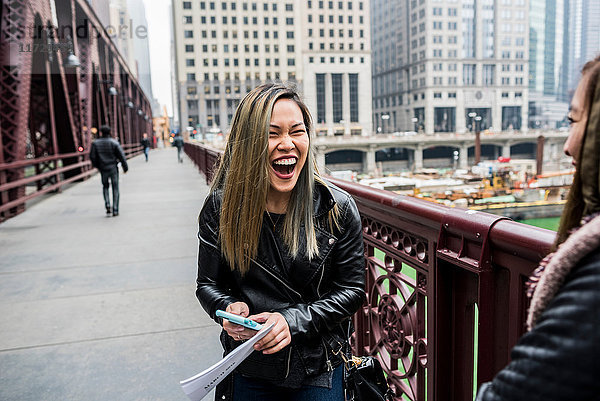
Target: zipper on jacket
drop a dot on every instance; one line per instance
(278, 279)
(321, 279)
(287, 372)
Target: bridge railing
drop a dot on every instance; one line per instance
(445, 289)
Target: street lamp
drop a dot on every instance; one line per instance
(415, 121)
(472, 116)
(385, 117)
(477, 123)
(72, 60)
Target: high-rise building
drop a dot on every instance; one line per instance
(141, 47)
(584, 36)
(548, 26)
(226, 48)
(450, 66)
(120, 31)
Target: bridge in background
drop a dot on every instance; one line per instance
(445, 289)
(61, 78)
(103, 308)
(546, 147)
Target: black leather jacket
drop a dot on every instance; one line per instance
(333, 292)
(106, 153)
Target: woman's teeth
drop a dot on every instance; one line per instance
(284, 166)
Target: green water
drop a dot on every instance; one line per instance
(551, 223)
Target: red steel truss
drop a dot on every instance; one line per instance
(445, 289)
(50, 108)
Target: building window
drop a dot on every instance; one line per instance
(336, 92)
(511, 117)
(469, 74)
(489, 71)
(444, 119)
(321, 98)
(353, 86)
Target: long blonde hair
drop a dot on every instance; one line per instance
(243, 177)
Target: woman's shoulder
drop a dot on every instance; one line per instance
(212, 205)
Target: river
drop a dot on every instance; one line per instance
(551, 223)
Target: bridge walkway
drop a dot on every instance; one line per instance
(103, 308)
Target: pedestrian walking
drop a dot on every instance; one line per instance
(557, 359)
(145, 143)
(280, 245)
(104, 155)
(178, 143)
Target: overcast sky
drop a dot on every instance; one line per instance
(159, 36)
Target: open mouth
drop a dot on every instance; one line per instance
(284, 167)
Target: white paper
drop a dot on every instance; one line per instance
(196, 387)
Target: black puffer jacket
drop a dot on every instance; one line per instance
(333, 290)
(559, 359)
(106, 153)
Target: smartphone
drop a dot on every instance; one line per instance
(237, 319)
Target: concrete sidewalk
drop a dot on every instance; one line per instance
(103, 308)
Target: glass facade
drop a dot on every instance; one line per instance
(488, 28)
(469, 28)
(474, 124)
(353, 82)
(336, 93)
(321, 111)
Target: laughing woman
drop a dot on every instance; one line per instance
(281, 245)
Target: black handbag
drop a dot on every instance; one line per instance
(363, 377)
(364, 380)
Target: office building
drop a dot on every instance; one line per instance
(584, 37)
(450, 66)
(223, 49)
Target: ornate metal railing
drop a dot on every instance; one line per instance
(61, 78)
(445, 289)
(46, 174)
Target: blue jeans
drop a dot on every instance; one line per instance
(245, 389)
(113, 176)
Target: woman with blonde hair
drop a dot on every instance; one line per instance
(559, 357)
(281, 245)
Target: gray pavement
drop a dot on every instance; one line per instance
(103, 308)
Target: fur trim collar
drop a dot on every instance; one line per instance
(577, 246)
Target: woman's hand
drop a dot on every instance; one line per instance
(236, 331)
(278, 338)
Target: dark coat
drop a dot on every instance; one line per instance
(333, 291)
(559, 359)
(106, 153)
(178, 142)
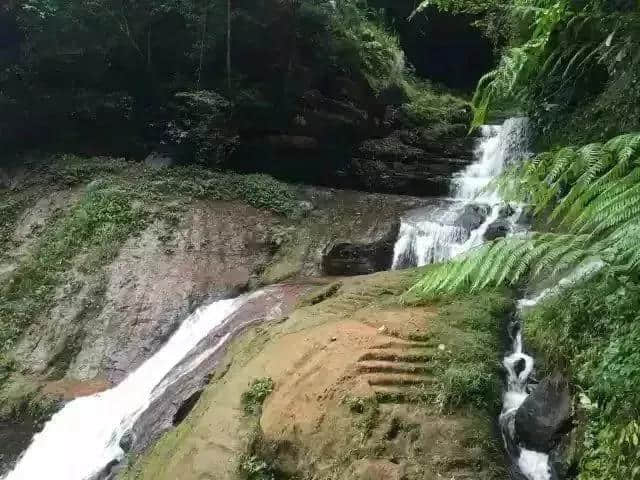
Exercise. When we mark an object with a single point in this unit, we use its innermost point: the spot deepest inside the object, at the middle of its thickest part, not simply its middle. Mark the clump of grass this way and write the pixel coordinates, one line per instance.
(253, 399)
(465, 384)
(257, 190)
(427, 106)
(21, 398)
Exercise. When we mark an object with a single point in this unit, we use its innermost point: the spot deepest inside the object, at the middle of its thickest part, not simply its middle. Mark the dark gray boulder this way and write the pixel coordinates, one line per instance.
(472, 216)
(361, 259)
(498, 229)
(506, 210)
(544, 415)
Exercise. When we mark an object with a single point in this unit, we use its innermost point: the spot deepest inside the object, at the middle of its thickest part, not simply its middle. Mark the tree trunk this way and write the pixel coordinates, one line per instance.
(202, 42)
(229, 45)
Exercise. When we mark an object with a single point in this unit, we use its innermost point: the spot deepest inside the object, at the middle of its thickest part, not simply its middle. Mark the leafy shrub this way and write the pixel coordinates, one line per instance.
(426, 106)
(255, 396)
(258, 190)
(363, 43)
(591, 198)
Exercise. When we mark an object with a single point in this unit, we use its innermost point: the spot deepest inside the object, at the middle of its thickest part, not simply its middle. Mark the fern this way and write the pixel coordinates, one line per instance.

++++

Output only the lines running from the top of the data above to the line with "Target: street lamp", inclusive, word for word and without pictures.

▸ Expected answer
Target: zipper on jacket
drop a dot on every instance; one line per instance
(278, 279)
(321, 279)
(287, 372)
Target: bridge railing
drop a dot on every instance; one line per instance
(445, 289)
Target: street lamp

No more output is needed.